Once the pictures are removed, return each record below exactly as written.

-----

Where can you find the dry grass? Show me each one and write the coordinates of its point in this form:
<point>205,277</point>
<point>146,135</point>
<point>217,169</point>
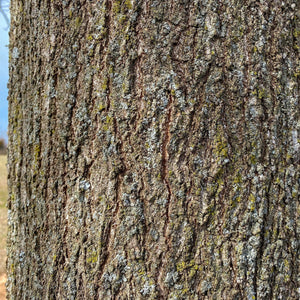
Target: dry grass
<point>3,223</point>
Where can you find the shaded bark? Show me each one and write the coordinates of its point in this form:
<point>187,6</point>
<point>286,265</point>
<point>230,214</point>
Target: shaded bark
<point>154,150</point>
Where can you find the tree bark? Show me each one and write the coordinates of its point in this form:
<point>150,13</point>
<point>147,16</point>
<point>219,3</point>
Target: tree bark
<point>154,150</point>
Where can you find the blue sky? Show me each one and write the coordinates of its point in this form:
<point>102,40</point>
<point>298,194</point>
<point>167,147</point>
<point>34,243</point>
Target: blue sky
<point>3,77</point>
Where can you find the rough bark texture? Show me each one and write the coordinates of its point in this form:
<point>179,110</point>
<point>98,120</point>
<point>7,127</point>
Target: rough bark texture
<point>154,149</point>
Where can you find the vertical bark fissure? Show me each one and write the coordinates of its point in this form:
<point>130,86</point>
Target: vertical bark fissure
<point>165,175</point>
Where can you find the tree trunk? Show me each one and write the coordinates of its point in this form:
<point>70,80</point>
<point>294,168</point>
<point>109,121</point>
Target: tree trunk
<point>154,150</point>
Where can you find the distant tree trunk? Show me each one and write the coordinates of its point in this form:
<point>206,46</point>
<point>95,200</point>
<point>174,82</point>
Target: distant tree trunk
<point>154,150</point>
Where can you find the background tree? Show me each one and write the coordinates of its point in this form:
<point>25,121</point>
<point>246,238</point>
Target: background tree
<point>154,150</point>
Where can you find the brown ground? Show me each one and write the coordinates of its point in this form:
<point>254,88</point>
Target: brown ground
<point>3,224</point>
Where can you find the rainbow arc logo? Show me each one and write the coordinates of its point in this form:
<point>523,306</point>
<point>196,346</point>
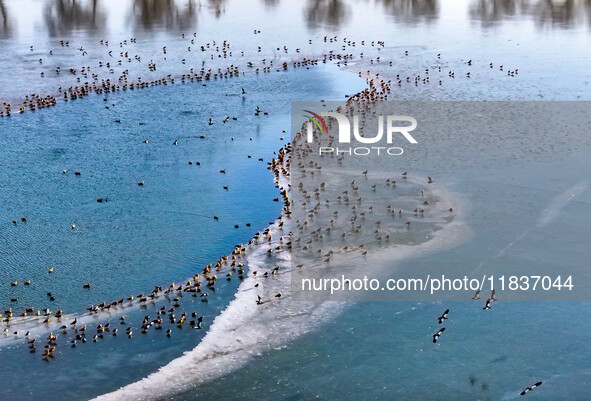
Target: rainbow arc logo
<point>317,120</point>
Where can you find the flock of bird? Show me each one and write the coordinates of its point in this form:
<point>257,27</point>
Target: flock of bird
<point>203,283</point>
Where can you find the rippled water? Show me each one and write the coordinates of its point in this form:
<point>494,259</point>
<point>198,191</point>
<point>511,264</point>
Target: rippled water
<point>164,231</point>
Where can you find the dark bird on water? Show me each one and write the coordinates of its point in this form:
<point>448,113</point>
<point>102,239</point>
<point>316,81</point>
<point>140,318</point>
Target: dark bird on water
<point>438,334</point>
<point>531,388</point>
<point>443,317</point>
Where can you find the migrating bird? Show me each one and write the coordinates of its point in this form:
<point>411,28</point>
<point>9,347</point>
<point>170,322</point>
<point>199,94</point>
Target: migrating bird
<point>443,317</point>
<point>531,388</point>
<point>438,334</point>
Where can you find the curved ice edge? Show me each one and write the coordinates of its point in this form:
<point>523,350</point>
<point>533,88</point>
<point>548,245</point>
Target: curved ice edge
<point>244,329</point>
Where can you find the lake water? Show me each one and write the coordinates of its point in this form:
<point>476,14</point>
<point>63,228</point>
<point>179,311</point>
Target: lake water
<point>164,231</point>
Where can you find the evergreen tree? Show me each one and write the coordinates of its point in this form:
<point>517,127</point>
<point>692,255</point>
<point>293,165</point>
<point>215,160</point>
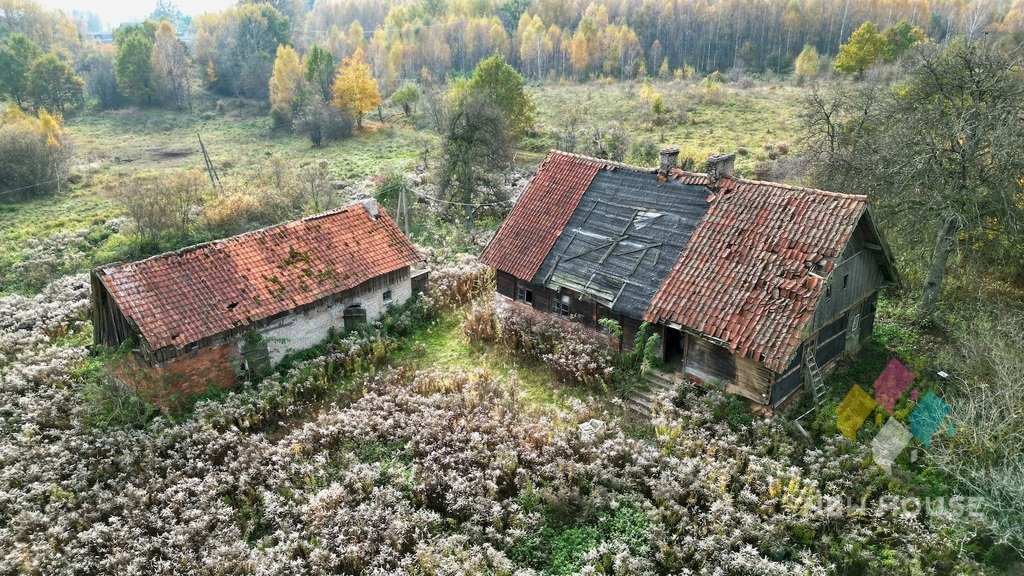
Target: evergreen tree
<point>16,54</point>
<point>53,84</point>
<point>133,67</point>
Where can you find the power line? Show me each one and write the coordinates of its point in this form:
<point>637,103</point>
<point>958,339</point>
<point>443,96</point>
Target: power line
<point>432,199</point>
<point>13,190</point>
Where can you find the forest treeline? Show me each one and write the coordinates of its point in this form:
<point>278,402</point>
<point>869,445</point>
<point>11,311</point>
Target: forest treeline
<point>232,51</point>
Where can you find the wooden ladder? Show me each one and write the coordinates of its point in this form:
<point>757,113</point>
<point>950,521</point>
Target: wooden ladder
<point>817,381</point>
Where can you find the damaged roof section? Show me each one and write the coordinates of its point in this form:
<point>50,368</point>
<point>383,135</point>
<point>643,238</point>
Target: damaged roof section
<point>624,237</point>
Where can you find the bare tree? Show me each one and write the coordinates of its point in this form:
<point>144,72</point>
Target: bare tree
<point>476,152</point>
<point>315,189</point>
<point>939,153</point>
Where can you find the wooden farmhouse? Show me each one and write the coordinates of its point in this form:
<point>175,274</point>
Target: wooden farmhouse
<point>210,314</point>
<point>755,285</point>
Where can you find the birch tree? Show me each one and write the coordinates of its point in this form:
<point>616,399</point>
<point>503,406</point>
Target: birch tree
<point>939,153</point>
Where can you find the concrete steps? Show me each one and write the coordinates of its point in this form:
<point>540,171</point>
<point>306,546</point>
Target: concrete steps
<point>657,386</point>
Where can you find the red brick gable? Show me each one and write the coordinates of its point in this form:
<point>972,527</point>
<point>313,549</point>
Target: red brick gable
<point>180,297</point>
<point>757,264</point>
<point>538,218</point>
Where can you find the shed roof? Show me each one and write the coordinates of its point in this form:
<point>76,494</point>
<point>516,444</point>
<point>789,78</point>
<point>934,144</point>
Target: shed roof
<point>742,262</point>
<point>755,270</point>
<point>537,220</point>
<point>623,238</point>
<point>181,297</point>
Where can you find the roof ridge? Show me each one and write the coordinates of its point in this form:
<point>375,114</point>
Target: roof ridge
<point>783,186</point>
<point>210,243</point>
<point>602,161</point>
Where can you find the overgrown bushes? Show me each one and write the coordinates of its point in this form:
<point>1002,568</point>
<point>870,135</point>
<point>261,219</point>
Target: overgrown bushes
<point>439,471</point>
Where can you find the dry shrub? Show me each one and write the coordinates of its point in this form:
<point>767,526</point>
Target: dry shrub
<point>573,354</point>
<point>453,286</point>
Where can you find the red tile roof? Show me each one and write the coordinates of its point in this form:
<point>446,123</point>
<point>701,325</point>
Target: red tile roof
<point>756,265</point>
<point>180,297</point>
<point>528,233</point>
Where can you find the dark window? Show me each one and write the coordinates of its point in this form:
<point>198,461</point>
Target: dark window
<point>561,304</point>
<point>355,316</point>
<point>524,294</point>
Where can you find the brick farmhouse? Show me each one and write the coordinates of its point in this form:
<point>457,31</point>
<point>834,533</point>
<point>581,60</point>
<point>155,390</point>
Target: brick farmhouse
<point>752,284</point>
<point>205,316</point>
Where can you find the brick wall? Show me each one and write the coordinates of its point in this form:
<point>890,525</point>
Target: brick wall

-----

§ **SOLUTION**:
Where can you find the dry grass? Show me each one and write the coordinates of its point in this form:
<point>205,277</point>
<point>146,135</point>
<point>217,169</point>
Target: dry grass
<point>3,223</point>
Where can you find the shaded bark? Show me each one and write the coordinates of its point in this form:
<point>187,6</point>
<point>286,265</point>
<point>230,214</point>
Target: shaded bark
<point>154,150</point>
Where can you find the tree bark? Show me each one and write the coordinates of its point in this form:
<point>150,13</point>
<point>147,16</point>
<point>219,3</point>
Target: tree bark
<point>154,150</point>
Where can you find the blue sky? Show me each one and write the coordinates of its point in this form:
<point>102,40</point>
<point>298,194</point>
<point>167,147</point>
<point>34,243</point>
Target: blue sky
<point>3,77</point>
Where can you find the rough bark texture? Show me each one and write the coordinates of its point in this form:
<point>179,110</point>
<point>98,120</point>
<point>7,127</point>
Target: rough bark texture
<point>154,149</point>
Where can you find the vertical bark fissure? Show me each one and write the coordinates of its point in this form:
<point>130,86</point>
Target: vertical bark fissure
<point>165,175</point>
Where can you find the tree trunk? Show me each one and write the coordinates of its point in this form:
<point>70,80</point>
<point>294,168</point>
<point>109,121</point>
Target: tree trunk
<point>154,150</point>
Where can you find the distant tree trunk? Show me each one and write the coordinates of its point in this form:
<point>206,46</point>
<point>95,200</point>
<point>174,82</point>
Target: distant tree trunk
<point>154,150</point>
Where can you find the background tree? Show me each one and write the coordinates of its point in this form:
<point>25,121</point>
<point>246,238</point>
Target: background tree
<point>154,150</point>
Where can you find the brown ground? Show me each one and write the coordinates of its point in this form:
<point>254,88</point>
Target: brown ground
<point>3,224</point>
Where can you find the rainbow arc logo? Show me each one and write the coordinates of its point in this form:
<point>523,306</point>
<point>196,346</point>
Target: rainbow arc logo
<point>317,120</point>
Where can you find the flock of bird? Show me each one and write the coordinates of its point in this form:
<point>257,27</point>
Target: flock of bird
<point>203,283</point>
Where can you find the rippled water? Show me each one and write the coordinates of its point in this form:
<point>494,259</point>
<point>198,191</point>
<point>511,264</point>
Target: rippled water
<point>164,231</point>
Where can you find the dark bird on water? Show me each one and write the coordinates of its point in this form:
<point>448,113</point>
<point>102,239</point>
<point>316,81</point>
<point>140,318</point>
Target: dark bird on water
<point>438,334</point>
<point>531,388</point>
<point>443,317</point>
Where can you find the migrating bird? Show me each one and write the coordinates of its point in this form:
<point>411,28</point>
<point>9,347</point>
<point>170,322</point>
<point>199,94</point>
Target: migrating bird
<point>443,317</point>
<point>531,388</point>
<point>438,334</point>
Where can you find the curved ice edge? Show me each one and write the coordinates of its point in this form:
<point>523,350</point>
<point>533,88</point>
<point>548,245</point>
Target: curved ice edge
<point>244,329</point>
Where can you find the lake water? Show me each one and write the coordinates of its point in this form:
<point>476,14</point>
<point>63,228</point>
<point>179,311</point>
Target: lake water
<point>164,231</point>
Where can you find the evergreen tree? Show me each one and write the coordinates of its point in this form:
<point>517,127</point>
<point>692,255</point>
<point>293,165</point>
<point>215,160</point>
Target: evergreen tree
<point>16,54</point>
<point>53,84</point>
<point>133,67</point>
Where can you find the power line? Show me each one and write the coordinates of its point in this form:
<point>637,103</point>
<point>958,339</point>
<point>443,96</point>
Target: power line
<point>432,199</point>
<point>13,190</point>
Where can you find the forest treeline? Show me each one and write the coordinates of its point in this form:
<point>278,402</point>
<point>869,445</point>
<point>11,311</point>
Target: forest treeline
<point>232,51</point>
Where can you find the wooden ladder? Show me each one and write the coordinates of its point in this form:
<point>757,113</point>
<point>950,521</point>
Target: wooden ladder
<point>817,381</point>
Where can you find the damaged roof section? Show me each one and write the coordinates of its point in this form:
<point>50,368</point>
<point>383,135</point>
<point>643,238</point>
Target: damaged roof section
<point>624,237</point>
Where can you find the bare tree? Show me each one and write the coordinates of its point in this form:
<point>144,72</point>
Target: bare tree
<point>476,152</point>
<point>315,189</point>
<point>939,153</point>
Where can you find the wooden farmhouse? Show me each one and write the coordinates of its point in this form:
<point>175,274</point>
Target: wooden farmhouse
<point>210,314</point>
<point>755,285</point>
Where can you find the birch tree? Show me each one and write the coordinates of its point in this form:
<point>616,399</point>
<point>503,406</point>
Target: birch tree
<point>939,153</point>
Where can you find the concrete steps? Show me each one and write the coordinates of its point in this form:
<point>540,171</point>
<point>306,546</point>
Target: concrete steps
<point>657,386</point>
Where can you find the red brick gable? Show me each one and write the coordinates of its point in this form:
<point>972,527</point>
<point>313,549</point>
Target: red brick gable
<point>180,297</point>
<point>757,264</point>
<point>538,218</point>
Where can you find the shed roof? Show me each one and write the coordinates of its point in this form:
<point>76,494</point>
<point>516,444</point>
<point>789,78</point>
<point>934,144</point>
Target: shed roof
<point>742,262</point>
<point>755,270</point>
<point>537,220</point>
<point>623,238</point>
<point>181,297</point>
Where can you find the roof ridge? Show me each one and write the coordinates of its point in this form:
<point>375,114</point>
Target: roof ridge
<point>783,186</point>
<point>210,243</point>
<point>602,161</point>
Where can you find the overgrown bushes? Show me each one and write the coordinates of its point in this form:
<point>1002,568</point>
<point>870,135</point>
<point>261,219</point>
Target: overgrown bushes
<point>439,471</point>
Where can you find the dry shrub? Show me each one and write the coordinates of its point in this form:
<point>767,526</point>
Target: dry shrub
<point>573,354</point>
<point>453,286</point>
Where can you find the red tile roof? Show me each one and write the coordinates of its point in this form:
<point>446,123</point>
<point>701,325</point>
Target: red tile roof
<point>756,265</point>
<point>180,297</point>
<point>528,233</point>
Where can you find the dark window? Show me each one and write the coordinates of its point in this form:
<point>198,461</point>
Target: dark window
<point>561,304</point>
<point>355,316</point>
<point>524,294</point>
Where can you find the brick farmhouse? Show me each one and write the coordinates of its point in this form:
<point>457,31</point>
<point>834,533</point>
<point>581,60</point>
<point>155,390</point>
Target: brick farmhouse
<point>752,284</point>
<point>205,316</point>
Where can you find the brick wall? Show me each one and write the coordinates of its point in this form:
<point>890,525</point>
Target: brick wall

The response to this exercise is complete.